Given records:

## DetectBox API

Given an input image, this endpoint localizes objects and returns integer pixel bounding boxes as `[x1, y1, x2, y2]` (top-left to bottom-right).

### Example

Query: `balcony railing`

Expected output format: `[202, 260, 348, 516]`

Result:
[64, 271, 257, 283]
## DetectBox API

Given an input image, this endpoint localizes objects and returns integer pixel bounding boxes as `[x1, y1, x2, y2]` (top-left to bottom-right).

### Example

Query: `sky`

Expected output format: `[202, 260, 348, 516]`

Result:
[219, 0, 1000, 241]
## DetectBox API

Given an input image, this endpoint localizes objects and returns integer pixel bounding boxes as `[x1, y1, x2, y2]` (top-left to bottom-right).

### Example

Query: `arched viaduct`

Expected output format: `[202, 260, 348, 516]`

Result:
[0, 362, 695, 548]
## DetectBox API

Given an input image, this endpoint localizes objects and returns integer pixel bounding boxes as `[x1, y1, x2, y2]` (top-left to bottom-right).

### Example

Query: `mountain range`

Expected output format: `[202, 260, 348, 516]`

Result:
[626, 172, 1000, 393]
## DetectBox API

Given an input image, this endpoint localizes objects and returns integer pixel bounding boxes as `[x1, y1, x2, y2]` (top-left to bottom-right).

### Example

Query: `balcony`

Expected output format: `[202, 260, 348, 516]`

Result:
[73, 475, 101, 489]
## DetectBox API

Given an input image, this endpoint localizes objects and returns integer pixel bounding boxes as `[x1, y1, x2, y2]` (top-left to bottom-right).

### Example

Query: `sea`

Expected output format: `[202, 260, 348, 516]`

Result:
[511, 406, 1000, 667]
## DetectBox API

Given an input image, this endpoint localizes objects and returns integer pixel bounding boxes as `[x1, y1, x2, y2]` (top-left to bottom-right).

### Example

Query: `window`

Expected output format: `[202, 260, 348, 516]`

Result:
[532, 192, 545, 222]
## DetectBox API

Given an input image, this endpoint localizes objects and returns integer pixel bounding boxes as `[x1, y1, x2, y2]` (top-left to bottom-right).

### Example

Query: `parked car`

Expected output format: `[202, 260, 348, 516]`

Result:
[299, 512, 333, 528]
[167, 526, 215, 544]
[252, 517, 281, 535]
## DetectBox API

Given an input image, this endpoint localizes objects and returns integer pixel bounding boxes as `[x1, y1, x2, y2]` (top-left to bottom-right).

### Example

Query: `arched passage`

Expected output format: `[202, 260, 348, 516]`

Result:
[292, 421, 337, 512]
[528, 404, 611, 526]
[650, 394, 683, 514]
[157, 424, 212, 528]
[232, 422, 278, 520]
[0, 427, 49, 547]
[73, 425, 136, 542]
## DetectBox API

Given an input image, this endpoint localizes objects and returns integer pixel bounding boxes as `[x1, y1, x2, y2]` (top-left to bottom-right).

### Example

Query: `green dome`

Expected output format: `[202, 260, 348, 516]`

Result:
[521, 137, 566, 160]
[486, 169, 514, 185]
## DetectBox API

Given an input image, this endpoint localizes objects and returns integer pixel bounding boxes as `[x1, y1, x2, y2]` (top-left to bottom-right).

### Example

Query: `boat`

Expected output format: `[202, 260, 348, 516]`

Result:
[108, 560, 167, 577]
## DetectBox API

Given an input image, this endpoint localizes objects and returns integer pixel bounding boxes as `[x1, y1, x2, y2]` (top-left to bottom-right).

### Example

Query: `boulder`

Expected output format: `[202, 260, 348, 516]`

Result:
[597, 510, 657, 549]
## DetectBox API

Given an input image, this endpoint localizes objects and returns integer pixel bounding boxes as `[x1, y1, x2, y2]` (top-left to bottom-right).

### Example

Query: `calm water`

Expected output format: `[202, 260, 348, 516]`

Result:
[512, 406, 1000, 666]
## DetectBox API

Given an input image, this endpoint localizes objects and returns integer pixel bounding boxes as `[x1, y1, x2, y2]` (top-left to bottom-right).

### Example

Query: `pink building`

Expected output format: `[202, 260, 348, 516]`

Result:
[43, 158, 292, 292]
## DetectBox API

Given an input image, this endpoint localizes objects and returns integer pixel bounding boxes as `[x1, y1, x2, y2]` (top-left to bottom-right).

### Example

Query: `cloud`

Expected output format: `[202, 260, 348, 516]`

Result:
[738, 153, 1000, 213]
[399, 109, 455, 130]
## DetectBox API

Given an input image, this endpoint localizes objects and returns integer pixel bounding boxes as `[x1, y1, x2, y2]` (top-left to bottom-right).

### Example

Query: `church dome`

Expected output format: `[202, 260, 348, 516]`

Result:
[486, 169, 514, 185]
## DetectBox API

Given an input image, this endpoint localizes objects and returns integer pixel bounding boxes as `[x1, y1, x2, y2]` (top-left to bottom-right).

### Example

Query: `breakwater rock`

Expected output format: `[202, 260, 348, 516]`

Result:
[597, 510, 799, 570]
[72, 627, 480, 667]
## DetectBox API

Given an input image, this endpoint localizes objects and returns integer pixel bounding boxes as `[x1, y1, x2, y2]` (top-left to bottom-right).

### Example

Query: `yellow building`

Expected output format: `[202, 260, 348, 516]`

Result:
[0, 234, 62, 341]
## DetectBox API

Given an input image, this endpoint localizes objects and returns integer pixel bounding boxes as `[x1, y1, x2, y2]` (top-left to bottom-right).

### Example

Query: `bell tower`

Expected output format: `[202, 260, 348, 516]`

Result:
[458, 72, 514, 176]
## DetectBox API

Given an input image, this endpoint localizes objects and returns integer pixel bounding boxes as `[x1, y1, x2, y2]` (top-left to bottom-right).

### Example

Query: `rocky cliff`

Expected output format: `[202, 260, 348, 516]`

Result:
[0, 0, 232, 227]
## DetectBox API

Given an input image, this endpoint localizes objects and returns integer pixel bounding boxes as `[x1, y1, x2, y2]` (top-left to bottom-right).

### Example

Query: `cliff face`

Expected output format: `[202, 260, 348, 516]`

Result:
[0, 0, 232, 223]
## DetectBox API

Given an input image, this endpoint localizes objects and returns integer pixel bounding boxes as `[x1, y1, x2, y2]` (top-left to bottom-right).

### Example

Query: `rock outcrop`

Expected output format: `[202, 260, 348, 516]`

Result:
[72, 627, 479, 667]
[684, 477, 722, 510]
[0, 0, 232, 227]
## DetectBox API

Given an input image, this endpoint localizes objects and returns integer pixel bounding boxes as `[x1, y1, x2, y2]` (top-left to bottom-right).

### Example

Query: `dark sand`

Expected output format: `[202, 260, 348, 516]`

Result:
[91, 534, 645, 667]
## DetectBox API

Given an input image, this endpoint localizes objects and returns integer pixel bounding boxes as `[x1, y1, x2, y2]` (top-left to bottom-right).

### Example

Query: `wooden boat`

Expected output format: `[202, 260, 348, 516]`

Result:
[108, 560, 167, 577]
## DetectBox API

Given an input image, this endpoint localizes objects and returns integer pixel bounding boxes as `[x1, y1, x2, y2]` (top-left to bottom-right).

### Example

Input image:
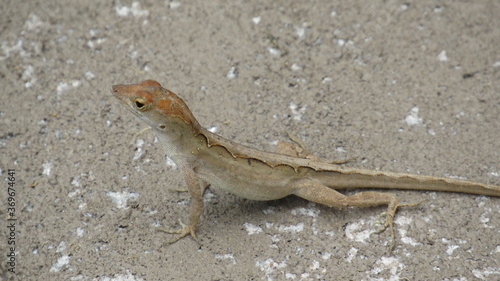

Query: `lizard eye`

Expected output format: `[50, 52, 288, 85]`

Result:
[134, 98, 149, 111]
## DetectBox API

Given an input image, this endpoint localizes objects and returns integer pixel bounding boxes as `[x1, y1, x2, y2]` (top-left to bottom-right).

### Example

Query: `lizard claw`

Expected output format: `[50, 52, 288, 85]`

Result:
[158, 219, 198, 245]
[370, 199, 425, 249]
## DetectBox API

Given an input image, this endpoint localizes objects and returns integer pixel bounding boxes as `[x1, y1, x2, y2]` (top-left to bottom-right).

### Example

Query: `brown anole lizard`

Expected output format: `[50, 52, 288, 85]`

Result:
[112, 80, 500, 248]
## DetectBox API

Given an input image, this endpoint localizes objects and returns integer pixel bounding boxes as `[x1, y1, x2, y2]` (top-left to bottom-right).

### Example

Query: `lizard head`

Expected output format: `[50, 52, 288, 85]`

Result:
[111, 80, 199, 130]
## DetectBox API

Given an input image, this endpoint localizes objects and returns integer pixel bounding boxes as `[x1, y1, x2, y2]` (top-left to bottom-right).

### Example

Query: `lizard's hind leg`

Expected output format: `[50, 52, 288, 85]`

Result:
[293, 178, 421, 250]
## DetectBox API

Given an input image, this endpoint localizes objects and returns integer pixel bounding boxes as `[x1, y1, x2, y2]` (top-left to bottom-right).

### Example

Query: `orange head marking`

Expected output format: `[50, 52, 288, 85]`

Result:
[112, 80, 198, 126]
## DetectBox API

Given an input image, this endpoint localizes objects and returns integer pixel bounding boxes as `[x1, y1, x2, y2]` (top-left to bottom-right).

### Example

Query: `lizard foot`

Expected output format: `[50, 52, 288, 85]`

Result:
[158, 220, 198, 245]
[370, 199, 425, 249]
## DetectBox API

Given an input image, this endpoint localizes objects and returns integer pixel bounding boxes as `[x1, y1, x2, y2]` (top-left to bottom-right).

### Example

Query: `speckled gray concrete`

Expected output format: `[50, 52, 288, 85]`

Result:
[0, 0, 500, 280]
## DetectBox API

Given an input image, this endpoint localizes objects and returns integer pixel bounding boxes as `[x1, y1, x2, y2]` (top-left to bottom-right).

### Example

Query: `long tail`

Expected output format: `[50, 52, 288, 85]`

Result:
[316, 169, 500, 197]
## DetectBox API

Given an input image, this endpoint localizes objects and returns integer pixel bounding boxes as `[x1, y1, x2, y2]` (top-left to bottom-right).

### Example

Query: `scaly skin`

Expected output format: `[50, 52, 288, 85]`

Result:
[112, 80, 500, 249]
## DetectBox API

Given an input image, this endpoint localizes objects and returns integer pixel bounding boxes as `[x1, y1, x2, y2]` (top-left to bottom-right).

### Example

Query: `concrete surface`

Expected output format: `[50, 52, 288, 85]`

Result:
[0, 0, 500, 280]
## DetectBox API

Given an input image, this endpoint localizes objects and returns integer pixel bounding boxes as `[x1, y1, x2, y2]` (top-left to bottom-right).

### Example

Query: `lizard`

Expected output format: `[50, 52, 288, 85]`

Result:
[111, 80, 500, 250]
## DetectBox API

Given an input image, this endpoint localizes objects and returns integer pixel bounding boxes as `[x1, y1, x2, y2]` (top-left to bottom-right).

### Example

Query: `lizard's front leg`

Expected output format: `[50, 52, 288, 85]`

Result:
[293, 178, 421, 250]
[159, 165, 207, 244]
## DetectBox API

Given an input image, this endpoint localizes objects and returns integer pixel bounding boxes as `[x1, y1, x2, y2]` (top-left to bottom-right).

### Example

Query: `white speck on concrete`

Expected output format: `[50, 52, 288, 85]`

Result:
[49, 255, 70, 272]
[404, 106, 424, 126]
[437, 50, 448, 62]
[106, 191, 139, 209]
[243, 222, 262, 235]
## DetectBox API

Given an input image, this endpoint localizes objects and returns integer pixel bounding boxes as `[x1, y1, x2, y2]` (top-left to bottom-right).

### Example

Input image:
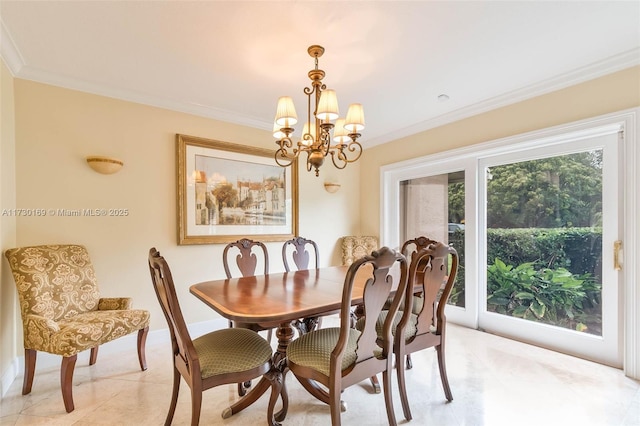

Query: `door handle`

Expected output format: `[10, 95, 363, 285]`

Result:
[613, 240, 622, 271]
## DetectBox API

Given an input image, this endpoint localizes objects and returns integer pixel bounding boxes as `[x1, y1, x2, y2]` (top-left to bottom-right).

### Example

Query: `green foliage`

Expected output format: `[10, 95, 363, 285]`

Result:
[488, 228, 602, 279]
[487, 258, 601, 331]
[487, 150, 602, 228]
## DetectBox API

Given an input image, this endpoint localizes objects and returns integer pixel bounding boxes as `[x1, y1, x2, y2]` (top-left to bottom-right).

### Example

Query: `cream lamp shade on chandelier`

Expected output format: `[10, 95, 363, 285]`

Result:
[273, 45, 364, 176]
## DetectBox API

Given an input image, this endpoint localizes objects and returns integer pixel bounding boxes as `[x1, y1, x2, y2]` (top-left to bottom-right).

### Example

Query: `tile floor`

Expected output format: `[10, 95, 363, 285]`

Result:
[0, 322, 640, 426]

Instructions to follow: Edit the items from the start through the line containing "[252, 517, 281, 535]", inclusive, by replacing "mountain range" with "mountain ridge" and leaving everything else unchanged. Give back only those lines.

Response below:
## DetectBox API

Given an input image, this endpoint localizes objects and returns integer pixel bounding boxes as `[x1, y1, x2, y2]` (top-left to bottom-right).

### Example

Query: `balcony railing`

Expected output format: `[202, 260, 348, 516]`

Result:
[64, 271, 257, 283]
## DetectBox API

Given an input image, this endpoint localizes objects and returns integer pixel bounding boxes as `[x1, y1, x2, y2]` (top-left to bottom-right).

### Example

Query: `sky`

Expected output format: `[202, 260, 348, 516]`

Result:
[219, 0, 1000, 241]
## DetectBox API

Given an input image, this endpoint localizes objects and returns integer pixel bounding boxes as `[x1, y1, x2, y2]` (top-left to bottom-right).

### Example

Query: `arched viaduct`

Expected output format: `[202, 260, 348, 516]`

Result:
[0, 362, 695, 548]
## DetectBox API

Given an input image, this endpoint localizes objects and returns integer pixel bounding boxes as `[x1, y1, x2, y2]` (top-left to bottom-right).

### Example

Query: `mountain ridge`

Expected output format: `[202, 260, 348, 516]`

Result:
[626, 172, 1000, 393]
## DetectBox API

Given an input image, this endpoint localizes objects and returns integer pixel bounding boxes as `[x1, y1, x2, y2]` (top-left to bottom-right).

### Example

Query: `balcony`

Expected output format: `[202, 260, 348, 516]`

Result:
[73, 475, 101, 489]
## DetectBox API

Given an input image, this endpoint localizes objects and returns integer pixel bounding boxes as `[x1, y1, x2, y2]` (top-left to bottom-right).

### Example

Query: `sea`

Expected output format: `[202, 260, 348, 516]`

Result:
[511, 406, 1000, 667]
## DetectBox API

Given an input image, this endpoint localizes objects and returns integer pixel bounding boxes as `[x1, y1, x2, y2]` (top-left to bottom-right).

### Example

Query: `window`

Expected output format: `[202, 260, 348, 516]`

Result:
[532, 192, 545, 222]
## DetectBox API

Given an input image, this endpoint localizes objects and returns integer pixel bounding boxes as `[x1, y1, x2, y2]` (top-left to bottom-right).

### Example

Query: `parked car`

Expected output format: `[202, 260, 348, 516]`

Result:
[299, 512, 333, 528]
[167, 526, 215, 544]
[252, 517, 281, 535]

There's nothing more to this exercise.